Преобразуйте в нумерованный список строки материала, начиная со строки с "Find the hazy" включительно и до самого конца материала, без пустых строк.
+---+
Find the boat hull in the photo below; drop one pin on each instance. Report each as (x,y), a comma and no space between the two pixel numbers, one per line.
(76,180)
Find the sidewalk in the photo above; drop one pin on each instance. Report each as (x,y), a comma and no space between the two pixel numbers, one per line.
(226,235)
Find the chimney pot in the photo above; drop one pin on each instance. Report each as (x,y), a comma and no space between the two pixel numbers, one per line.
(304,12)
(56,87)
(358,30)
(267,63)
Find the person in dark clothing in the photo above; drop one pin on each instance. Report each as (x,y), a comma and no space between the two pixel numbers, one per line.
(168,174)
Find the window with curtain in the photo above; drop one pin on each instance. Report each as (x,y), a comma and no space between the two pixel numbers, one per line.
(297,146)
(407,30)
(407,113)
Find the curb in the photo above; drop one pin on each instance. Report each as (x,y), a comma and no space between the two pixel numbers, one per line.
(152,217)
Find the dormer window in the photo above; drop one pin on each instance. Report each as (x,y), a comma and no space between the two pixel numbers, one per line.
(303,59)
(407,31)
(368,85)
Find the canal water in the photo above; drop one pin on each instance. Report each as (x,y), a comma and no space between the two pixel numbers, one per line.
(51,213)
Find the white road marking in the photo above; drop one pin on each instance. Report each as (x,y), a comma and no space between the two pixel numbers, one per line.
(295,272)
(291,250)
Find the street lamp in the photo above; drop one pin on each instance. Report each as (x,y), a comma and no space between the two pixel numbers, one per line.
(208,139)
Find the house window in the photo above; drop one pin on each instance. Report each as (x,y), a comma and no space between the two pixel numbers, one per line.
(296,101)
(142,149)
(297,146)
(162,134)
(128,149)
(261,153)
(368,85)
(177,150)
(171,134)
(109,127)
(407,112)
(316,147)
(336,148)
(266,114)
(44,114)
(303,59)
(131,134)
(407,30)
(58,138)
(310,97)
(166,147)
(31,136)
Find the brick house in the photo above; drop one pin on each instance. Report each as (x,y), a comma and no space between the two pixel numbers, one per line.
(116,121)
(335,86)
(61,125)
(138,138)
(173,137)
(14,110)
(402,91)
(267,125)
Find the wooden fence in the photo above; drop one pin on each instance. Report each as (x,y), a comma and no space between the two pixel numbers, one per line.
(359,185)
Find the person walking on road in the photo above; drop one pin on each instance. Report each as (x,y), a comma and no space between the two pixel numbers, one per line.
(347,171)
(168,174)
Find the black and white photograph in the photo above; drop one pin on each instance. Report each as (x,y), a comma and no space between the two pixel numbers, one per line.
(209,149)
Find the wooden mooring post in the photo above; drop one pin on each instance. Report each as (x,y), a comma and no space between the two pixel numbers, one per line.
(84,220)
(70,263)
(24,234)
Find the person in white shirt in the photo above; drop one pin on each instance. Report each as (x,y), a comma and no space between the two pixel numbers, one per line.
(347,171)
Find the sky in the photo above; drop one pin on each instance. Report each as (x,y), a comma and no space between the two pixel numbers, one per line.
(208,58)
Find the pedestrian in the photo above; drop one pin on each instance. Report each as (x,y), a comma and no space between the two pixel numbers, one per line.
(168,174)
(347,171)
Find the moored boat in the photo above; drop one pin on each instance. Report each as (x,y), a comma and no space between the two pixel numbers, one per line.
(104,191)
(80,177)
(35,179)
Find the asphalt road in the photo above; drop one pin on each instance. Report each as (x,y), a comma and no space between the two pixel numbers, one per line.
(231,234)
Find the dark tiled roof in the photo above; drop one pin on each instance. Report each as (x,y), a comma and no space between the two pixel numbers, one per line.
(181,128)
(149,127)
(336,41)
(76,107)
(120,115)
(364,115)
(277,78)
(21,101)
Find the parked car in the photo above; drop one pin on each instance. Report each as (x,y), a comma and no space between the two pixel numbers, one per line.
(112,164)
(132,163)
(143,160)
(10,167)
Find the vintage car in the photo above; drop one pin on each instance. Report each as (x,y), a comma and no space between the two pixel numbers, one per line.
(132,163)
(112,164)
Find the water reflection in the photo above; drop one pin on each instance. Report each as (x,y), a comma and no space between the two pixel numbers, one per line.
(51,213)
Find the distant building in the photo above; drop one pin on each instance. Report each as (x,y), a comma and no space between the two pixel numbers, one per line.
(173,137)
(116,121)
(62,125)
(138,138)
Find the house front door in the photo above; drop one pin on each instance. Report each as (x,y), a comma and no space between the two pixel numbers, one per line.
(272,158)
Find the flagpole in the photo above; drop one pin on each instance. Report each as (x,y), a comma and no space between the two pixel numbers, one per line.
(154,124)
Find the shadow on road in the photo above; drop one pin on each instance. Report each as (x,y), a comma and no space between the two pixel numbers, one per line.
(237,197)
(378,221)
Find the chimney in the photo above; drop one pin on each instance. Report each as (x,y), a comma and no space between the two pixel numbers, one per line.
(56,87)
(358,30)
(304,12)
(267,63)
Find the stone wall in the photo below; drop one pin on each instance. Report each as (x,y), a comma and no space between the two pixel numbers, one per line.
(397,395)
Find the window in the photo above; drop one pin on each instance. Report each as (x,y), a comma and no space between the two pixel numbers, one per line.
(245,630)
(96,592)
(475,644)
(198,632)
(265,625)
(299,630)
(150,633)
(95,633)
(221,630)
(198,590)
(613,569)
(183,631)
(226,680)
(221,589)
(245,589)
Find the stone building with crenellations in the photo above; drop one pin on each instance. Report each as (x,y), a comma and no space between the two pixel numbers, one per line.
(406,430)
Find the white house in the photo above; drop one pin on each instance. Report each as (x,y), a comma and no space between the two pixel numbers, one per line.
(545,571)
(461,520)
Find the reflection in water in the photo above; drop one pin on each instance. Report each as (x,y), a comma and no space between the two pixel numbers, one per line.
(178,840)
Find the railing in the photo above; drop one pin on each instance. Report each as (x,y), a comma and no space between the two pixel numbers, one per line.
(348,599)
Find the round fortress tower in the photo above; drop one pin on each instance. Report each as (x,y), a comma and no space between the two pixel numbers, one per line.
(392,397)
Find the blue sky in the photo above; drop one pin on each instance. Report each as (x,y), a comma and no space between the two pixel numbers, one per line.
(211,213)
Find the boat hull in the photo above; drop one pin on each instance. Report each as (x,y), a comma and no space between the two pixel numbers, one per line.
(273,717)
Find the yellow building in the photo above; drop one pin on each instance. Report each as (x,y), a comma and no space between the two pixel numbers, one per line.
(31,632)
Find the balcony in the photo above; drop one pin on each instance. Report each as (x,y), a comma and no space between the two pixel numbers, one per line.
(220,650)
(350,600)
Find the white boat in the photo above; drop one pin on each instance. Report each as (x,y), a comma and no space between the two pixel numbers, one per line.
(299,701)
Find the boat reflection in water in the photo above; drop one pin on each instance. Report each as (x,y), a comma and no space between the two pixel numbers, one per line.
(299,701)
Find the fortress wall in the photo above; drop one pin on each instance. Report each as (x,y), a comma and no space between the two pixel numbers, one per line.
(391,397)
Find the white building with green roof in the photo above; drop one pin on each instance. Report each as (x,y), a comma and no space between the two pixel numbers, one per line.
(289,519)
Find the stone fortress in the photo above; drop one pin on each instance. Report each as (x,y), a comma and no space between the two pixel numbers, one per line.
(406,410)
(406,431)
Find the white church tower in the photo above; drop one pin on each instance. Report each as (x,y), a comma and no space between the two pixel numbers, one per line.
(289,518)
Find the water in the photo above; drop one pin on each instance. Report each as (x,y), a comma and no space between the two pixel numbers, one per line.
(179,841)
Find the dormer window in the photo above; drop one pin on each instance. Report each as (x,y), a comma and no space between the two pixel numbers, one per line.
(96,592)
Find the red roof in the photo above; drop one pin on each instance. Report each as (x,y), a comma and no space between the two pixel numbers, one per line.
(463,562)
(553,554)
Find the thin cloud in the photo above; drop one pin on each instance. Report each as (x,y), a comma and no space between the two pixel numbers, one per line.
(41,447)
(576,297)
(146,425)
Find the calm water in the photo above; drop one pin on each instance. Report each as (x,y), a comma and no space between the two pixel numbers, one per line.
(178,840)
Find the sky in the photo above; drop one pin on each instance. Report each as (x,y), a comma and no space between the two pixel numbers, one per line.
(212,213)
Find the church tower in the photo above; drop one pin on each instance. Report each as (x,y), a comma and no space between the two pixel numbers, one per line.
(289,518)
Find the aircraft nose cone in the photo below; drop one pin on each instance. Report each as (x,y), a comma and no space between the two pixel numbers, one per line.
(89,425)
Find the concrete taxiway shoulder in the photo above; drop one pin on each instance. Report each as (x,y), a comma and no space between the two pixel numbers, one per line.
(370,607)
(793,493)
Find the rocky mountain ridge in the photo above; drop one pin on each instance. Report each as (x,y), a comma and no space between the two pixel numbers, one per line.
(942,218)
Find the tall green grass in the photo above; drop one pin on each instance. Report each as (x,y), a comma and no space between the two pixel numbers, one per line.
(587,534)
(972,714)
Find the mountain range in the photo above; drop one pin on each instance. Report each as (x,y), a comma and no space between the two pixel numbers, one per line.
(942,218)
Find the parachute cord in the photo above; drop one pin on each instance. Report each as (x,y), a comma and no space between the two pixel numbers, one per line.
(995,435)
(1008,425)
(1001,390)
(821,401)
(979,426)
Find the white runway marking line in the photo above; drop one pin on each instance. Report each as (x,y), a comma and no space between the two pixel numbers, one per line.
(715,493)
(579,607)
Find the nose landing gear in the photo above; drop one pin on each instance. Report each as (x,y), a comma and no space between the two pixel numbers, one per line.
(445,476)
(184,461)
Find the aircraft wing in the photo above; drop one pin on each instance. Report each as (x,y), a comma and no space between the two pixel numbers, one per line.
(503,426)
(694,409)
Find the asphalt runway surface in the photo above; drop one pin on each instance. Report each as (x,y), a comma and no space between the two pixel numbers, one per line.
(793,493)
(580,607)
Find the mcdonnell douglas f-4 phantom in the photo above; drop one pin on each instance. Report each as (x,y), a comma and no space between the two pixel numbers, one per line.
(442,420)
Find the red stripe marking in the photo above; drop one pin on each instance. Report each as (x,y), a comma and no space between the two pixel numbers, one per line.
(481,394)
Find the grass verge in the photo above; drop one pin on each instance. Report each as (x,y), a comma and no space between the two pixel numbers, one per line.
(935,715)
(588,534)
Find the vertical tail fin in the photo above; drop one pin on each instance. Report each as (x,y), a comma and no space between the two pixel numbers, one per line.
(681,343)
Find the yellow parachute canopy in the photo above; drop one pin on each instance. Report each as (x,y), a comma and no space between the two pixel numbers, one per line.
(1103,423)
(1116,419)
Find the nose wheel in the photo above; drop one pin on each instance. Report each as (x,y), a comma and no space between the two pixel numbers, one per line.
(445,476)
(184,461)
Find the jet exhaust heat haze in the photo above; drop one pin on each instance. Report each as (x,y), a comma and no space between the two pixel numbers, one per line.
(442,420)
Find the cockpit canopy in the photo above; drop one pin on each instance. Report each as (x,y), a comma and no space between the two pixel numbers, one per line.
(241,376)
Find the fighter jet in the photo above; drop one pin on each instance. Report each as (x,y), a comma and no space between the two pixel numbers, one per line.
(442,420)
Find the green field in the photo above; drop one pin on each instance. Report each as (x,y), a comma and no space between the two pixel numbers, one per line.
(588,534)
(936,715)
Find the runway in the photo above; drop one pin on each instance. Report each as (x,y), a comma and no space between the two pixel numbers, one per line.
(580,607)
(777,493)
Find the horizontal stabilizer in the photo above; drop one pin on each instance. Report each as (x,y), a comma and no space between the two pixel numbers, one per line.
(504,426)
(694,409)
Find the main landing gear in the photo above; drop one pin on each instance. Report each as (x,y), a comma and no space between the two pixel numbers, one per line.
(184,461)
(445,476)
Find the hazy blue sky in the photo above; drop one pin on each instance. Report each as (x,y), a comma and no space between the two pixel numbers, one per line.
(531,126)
+---+
Результат:
1. Find the hazy blue sky in the photo above; drop one pin on each instance. Report each as (x,y), a comma and no space between the two pixel numbers, one per line.
2. (531,126)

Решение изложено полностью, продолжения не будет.